Exercise prompt: List each line of the material that contains the string "head". Matching is case-sensitive.

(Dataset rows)

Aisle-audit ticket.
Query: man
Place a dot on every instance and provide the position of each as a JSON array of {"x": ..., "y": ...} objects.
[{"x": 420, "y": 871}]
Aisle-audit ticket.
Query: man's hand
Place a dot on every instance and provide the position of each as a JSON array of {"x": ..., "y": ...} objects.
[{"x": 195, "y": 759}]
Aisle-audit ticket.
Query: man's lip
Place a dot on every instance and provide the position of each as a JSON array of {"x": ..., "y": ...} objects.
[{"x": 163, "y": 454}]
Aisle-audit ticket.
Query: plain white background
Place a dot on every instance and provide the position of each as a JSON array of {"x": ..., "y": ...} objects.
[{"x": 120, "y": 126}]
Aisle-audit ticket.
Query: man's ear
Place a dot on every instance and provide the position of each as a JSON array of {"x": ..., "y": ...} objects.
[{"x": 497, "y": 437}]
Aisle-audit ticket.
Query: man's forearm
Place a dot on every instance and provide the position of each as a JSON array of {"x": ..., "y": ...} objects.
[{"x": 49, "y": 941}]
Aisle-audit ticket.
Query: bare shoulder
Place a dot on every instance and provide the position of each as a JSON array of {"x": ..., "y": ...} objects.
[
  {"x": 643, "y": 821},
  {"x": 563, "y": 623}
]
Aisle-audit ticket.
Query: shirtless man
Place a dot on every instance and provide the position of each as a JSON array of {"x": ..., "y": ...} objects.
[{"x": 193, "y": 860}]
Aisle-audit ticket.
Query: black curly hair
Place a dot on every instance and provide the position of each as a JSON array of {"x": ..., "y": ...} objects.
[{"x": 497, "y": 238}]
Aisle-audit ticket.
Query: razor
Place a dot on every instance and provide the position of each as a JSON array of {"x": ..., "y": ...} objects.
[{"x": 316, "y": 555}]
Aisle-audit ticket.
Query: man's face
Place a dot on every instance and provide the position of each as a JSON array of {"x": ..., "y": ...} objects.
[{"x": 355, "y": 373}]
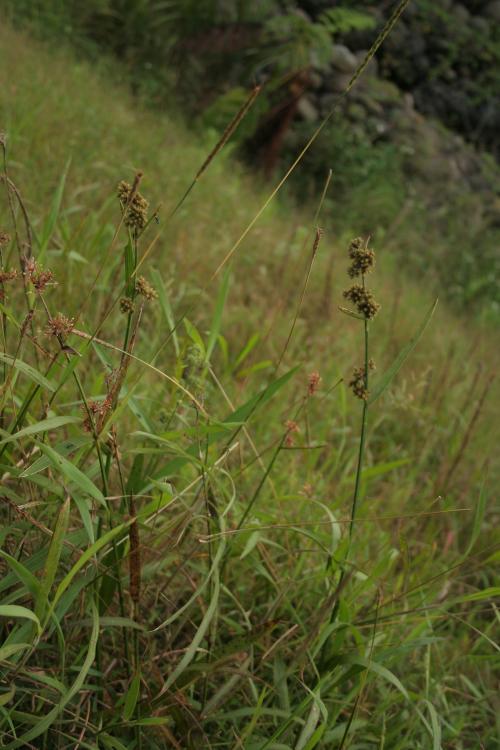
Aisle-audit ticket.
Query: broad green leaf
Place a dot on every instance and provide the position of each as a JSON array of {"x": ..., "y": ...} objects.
[
  {"x": 29, "y": 371},
  {"x": 53, "y": 557},
  {"x": 14, "y": 611},
  {"x": 85, "y": 557},
  {"x": 132, "y": 696},
  {"x": 385, "y": 380},
  {"x": 73, "y": 474},
  {"x": 242, "y": 413},
  {"x": 26, "y": 576},
  {"x": 64, "y": 448},
  {"x": 44, "y": 426},
  {"x": 12, "y": 648},
  {"x": 44, "y": 723}
]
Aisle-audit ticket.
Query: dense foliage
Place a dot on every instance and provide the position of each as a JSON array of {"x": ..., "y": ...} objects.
[{"x": 221, "y": 527}]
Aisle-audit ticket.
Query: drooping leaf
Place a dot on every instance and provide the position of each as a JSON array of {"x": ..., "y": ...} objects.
[{"x": 386, "y": 379}]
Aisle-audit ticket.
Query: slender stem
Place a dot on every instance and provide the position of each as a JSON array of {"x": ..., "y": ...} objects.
[{"x": 362, "y": 441}]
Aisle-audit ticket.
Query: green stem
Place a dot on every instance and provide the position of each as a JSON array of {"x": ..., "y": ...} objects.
[{"x": 362, "y": 441}]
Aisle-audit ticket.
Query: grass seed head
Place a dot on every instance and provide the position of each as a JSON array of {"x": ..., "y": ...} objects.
[
  {"x": 60, "y": 326},
  {"x": 358, "y": 383},
  {"x": 363, "y": 299},
  {"x": 134, "y": 205},
  {"x": 144, "y": 288},
  {"x": 127, "y": 305}
]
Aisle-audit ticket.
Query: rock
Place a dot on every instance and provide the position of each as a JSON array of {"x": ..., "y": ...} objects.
[
  {"x": 306, "y": 110},
  {"x": 492, "y": 10},
  {"x": 343, "y": 59}
]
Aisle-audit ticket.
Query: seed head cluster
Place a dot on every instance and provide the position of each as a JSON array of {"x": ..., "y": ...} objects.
[
  {"x": 362, "y": 262},
  {"x": 39, "y": 277},
  {"x": 363, "y": 299},
  {"x": 363, "y": 259},
  {"x": 134, "y": 205},
  {"x": 358, "y": 381},
  {"x": 144, "y": 288},
  {"x": 60, "y": 326},
  {"x": 94, "y": 412},
  {"x": 127, "y": 305}
]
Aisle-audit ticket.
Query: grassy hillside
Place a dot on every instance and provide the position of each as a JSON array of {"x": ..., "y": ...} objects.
[{"x": 196, "y": 551}]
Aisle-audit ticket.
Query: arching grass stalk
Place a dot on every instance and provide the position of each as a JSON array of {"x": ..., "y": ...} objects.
[
  {"x": 362, "y": 262},
  {"x": 362, "y": 439}
]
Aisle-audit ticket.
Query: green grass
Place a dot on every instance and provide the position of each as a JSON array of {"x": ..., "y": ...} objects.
[{"x": 182, "y": 575}]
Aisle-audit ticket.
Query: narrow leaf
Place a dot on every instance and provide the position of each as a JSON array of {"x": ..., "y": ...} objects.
[{"x": 403, "y": 355}]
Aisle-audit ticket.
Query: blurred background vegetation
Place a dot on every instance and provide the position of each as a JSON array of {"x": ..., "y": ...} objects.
[{"x": 413, "y": 147}]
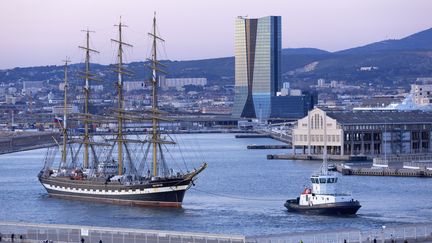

Exercise response:
Query: grass seed head
Query: seed head cluster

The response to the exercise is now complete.